Required task:
Copy every one of the records below verbatim, from the first line to the last.

Task data:
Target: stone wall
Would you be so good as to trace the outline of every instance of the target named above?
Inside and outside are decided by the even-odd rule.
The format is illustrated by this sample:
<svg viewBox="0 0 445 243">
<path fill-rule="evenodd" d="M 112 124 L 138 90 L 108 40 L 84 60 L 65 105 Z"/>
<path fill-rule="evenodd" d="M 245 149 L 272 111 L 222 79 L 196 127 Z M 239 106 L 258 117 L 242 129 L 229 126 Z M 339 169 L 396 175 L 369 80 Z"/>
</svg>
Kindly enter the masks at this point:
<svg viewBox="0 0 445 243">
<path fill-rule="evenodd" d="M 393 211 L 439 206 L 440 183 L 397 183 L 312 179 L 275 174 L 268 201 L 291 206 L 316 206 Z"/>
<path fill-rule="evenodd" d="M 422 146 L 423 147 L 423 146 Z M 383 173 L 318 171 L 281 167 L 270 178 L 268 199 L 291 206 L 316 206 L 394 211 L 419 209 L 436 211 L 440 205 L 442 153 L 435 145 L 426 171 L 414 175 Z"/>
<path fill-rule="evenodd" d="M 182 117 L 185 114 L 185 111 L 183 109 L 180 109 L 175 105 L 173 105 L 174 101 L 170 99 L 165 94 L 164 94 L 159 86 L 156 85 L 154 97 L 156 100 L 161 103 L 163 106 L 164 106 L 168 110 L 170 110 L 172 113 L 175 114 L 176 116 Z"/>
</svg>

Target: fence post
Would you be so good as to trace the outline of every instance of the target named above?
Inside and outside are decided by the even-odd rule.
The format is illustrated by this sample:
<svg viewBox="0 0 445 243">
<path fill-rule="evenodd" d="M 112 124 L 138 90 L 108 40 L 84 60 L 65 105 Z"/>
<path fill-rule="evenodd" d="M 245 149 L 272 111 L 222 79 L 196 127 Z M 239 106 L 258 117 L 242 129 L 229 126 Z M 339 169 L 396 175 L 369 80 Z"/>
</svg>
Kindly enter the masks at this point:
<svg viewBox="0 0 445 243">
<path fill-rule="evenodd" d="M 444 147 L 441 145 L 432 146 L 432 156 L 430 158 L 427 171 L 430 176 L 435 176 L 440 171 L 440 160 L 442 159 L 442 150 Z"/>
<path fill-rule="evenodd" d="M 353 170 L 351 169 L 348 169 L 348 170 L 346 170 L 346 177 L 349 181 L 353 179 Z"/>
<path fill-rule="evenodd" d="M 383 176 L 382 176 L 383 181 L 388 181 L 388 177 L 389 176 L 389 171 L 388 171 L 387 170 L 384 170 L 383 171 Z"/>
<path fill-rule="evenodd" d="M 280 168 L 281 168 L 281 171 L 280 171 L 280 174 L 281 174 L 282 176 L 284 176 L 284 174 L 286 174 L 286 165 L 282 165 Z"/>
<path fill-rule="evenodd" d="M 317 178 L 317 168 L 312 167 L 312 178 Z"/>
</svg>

Task result:
Target: stone wall
Would you be so good as to trace the outline of every instance of the target named above?
Inside and outside are decided by the even-odd rule.
The format is illustrated by this sample:
<svg viewBox="0 0 445 243">
<path fill-rule="evenodd" d="M 112 124 L 138 90 L 108 40 L 84 60 L 65 105 Z"/>
<path fill-rule="evenodd" d="M 245 149 L 272 111 L 222 79 L 196 127 Z M 239 106 L 258 117 L 242 129 L 229 126 Z M 339 169 L 396 175 L 369 80 Z"/>
</svg>
Kindly enter the masks at this point:
<svg viewBox="0 0 445 243">
<path fill-rule="evenodd" d="M 393 211 L 439 206 L 440 183 L 397 183 L 312 179 L 275 174 L 268 201 L 291 206 L 316 206 Z"/>
<path fill-rule="evenodd" d="M 422 146 L 423 147 L 423 146 Z M 383 173 L 318 171 L 281 167 L 270 178 L 268 199 L 291 206 L 316 206 L 394 211 L 419 209 L 436 211 L 440 205 L 442 153 L 435 145 L 426 171 L 414 175 Z"/>
<path fill-rule="evenodd" d="M 182 117 L 185 114 L 185 111 L 183 109 L 180 109 L 175 105 L 173 105 L 174 101 L 170 99 L 165 94 L 164 94 L 159 86 L 156 85 L 154 97 L 156 100 L 161 103 L 163 106 L 164 106 L 168 110 L 170 110 L 172 113 L 175 114 L 176 116 Z"/>
</svg>

Target: fence post
Would you be so good as to trace the outline of every instance of the target named above?
Inside and outside are decided by the even-odd rule.
The format is illustrated by this sample:
<svg viewBox="0 0 445 243">
<path fill-rule="evenodd" d="M 112 124 L 138 90 L 108 40 L 84 60 L 65 105 Z"/>
<path fill-rule="evenodd" d="M 245 149 L 272 111 L 222 79 L 196 127 Z M 239 106 L 258 117 L 242 129 L 229 126 Z M 339 169 L 396 175 L 369 80 Z"/>
</svg>
Kindly enter the masks at this point:
<svg viewBox="0 0 445 243">
<path fill-rule="evenodd" d="M 444 147 L 441 145 L 432 146 L 432 156 L 430 158 L 427 171 L 430 176 L 435 176 L 440 171 L 440 160 L 442 159 L 442 150 Z"/>
<path fill-rule="evenodd" d="M 353 170 L 351 169 L 348 169 L 348 170 L 346 170 L 346 177 L 349 181 L 353 179 Z"/>
<path fill-rule="evenodd" d="M 383 176 L 382 176 L 383 181 L 388 181 L 388 177 L 389 176 L 389 171 L 388 171 L 387 170 L 384 170 L 383 171 Z"/>
<path fill-rule="evenodd" d="M 280 168 L 281 168 L 281 171 L 280 171 L 280 174 L 281 174 L 282 176 L 284 176 L 284 174 L 286 174 L 286 165 L 282 165 Z"/>
<path fill-rule="evenodd" d="M 317 178 L 317 168 L 312 167 L 312 178 Z"/>
</svg>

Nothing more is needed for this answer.